WHAT IS REQUIRED:
Each record below is to be output unchanged, and any picture is to be dropped.

MATERIAL FOR THE TASK:

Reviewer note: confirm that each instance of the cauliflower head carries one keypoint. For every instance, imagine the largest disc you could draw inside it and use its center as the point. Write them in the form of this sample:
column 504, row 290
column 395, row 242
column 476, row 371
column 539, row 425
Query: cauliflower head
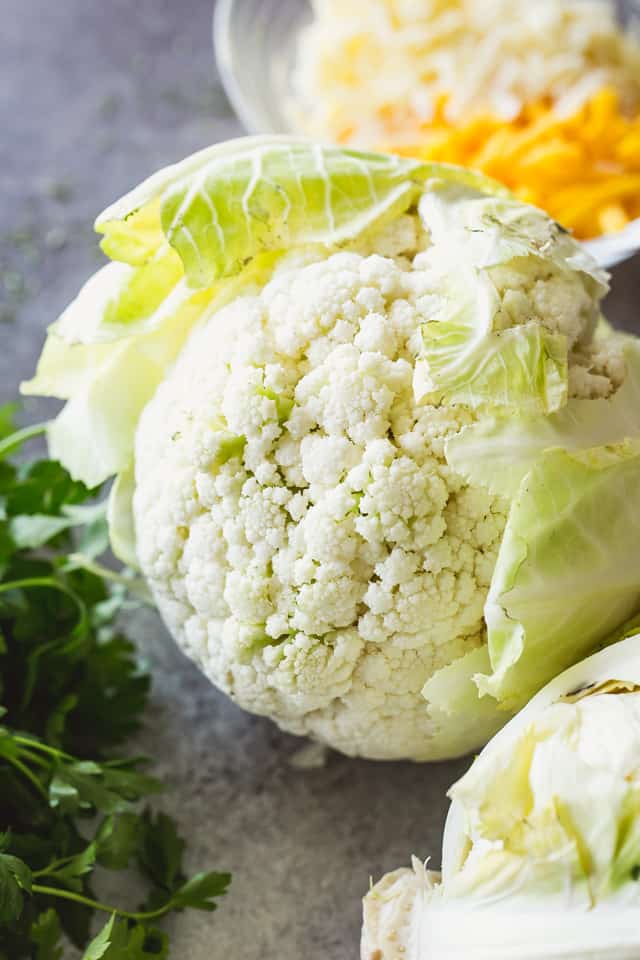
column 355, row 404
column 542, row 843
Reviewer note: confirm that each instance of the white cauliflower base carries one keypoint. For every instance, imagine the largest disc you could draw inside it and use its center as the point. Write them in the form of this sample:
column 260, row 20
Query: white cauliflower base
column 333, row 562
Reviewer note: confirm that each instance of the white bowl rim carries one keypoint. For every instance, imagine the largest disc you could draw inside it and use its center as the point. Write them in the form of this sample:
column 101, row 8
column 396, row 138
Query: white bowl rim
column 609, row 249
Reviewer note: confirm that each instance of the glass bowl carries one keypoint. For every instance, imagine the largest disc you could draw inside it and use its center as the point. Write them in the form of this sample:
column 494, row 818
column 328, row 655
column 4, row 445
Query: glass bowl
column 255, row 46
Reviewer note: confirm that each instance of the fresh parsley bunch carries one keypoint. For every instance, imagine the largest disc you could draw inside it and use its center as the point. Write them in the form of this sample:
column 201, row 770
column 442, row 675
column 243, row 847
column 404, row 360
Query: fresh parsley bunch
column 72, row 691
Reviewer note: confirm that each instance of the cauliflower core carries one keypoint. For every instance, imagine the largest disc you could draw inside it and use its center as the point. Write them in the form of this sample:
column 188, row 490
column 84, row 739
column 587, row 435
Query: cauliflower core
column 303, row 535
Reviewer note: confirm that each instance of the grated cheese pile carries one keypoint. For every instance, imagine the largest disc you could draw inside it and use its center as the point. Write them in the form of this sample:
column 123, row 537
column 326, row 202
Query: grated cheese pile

TASK RESPONSE:
Reviewer note: confirm that each instance of the cauliflower head carries one keypoint. For every instance, imagine the largest disc you could draw inside it and use its center as the point. Write them in the form of this sample:
column 504, row 290
column 395, row 242
column 476, row 371
column 539, row 425
Query: cauliflower head
column 355, row 404
column 542, row 843
Reviewer note: confirm that each instance of the white cauliflower base carries one keypoint. For every instance, imagine the largest disc you could draw inside it and use its center as the point. Write them in the form of this sample:
column 260, row 20
Query: white cauliflower base
column 333, row 562
Reviewer note: confirm that each instance of the white bowl rim carries one keypoint. For every instance, imagine the largest disc you could draw inside it and use its center as the point. Write them in the form of this sample:
column 101, row 8
column 396, row 138
Query: white bowl rim
column 609, row 249
Reviewer note: confirm that each instance of the glass bowl carries one keypoint. For every instance, imagine the largest disc you could draw inside it and use its center as the point. Write them in the form of this sample:
column 494, row 818
column 328, row 655
column 4, row 445
Query: glass bowl
column 255, row 46
Reviewer note: confirm that each instance of the fresh parsley bunch carries one keypoint. For every instance, imagine the largest disc you could draw inside it and use its center as the point. Write them in the form of this sample:
column 201, row 770
column 442, row 675
column 243, row 847
column 404, row 360
Query: fresh parsley bunch
column 72, row 691
Reviewer note: confirm that each instance of the cauliflower core carries one keypoint. For every instance, imagine the largest disc you could draw inside it and use its center as the point. Write them in the form of this sample:
column 188, row 490
column 84, row 739
column 587, row 435
Query: cauliflower core
column 303, row 535
Reviewer note: confirm that each instance of the grated cheese pile carries one keypoint. For every instance, imagine the largest disc you could draw inside it and use its center as the point. Write them in the form of this sample:
column 123, row 537
column 326, row 202
Query: grated cheese pile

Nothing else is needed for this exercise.